- Görev 1:
Kurb terimini anlatan metne göre şu soruları yanıtlayın:
(a) Kurb kelimesi sözlükte hangi anlama gelir?
(b) Kurb, tasavvuf terimi olarak genellikle hangi kelimeyle birlikte kullanılır?
(c) İblîs'in ilâhî huzurdan uzaklaştırılması ne anlama gelir?

- Verilen metin:
- - - - -
KURB
Hakk'a yakın olma anlamında bir tasavvuf terimi.
Sözlükte "yakın" anlamına gelen kurb kelimesi tasavvuf terimi olarak genellikle karşıtı olan bu'd ile (uzak) birlikte kullanılır. Yakınlık ve uzaklık zaman, mekân, mesafe, makam ve mensubiyet açısından düşünülebilir. Kur'an'da müşriklerin Mescid-i Harâm'a yaklaştırılmaması anlatılırken mekân 95 insanların hesap verecekleri günün yaklaşmakta olduğundan bahsedilirken zaman 96 itibariyle yakınlık kastedilmiş, miras hukukundan söz eden âyetlerde geçen "yakınlar" ifadesiyle 97 neseb yakınlığı anlatılmıştır. Ancak gerek Kur'an'da gerekse hadislerde kurb ve bu'd kelimeleri daha ziyade manevî yakınlığı ve uzaklığı ifade etmektedir. "Ben yakınım, dua edenin çağrısına icabet ederim" 98 "Biz ona şah damarından daha yakınız" 99 mealindeki âyetlerde söz konusu olan yakınlığın mekân ve mesafeyle ilgisi yoktur. Bu'd da böyledir.100 İblîs'in ilâhî huzurdan uzaklaştırılması ilâhî rahmetten ve inayetten mahrum edilmesi anlamına gelir.
- - - - -
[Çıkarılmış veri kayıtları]

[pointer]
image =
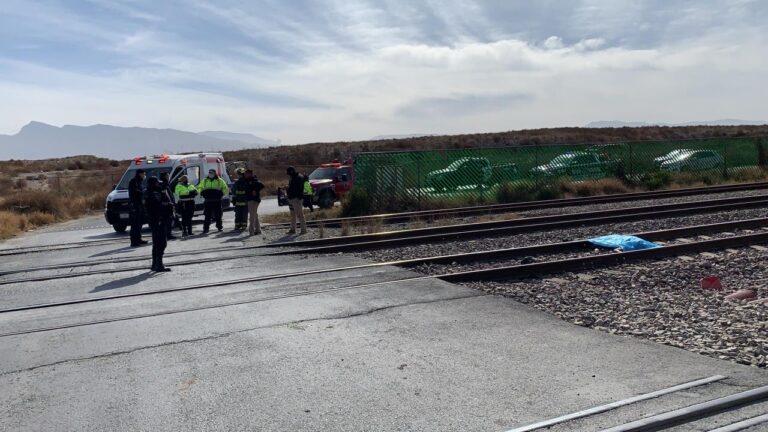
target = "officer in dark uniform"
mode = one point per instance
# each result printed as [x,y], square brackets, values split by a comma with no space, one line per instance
[240,199]
[159,213]
[165,183]
[136,203]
- - - - -
- Görev 2: Yukarıdaki kayıtları, "kayıt_metni" ve "cevap" sütunlarından oluşan iki sütunlu bir CSV olarak verin; her kayıt bir satır olsun, her alan tırnak içinde tek parça dursun ve satır sonları boşluğa çevrilsin. Resimleri cevaba katmayın.

- Yazılı çözüm 1:
(a) "Yakın" anlamına gelir.
(b) Karşıtı olan bu'd (uzak) kelimesiyle birlikte kullanılır.
(c) İlâhî rahmetten ve inayetten mahrum edilmesi anlamına gelir.

- Yazılı çözüm 2:
kayıt_metni,cevap
"[pointer] image = target = ""officer in dark uniform"" mode = one point per instance # each result printed as [x,y], square brackets, values split by a comma with no space, one line per instance","[240,199] [159,213] [165,183] [136,203]"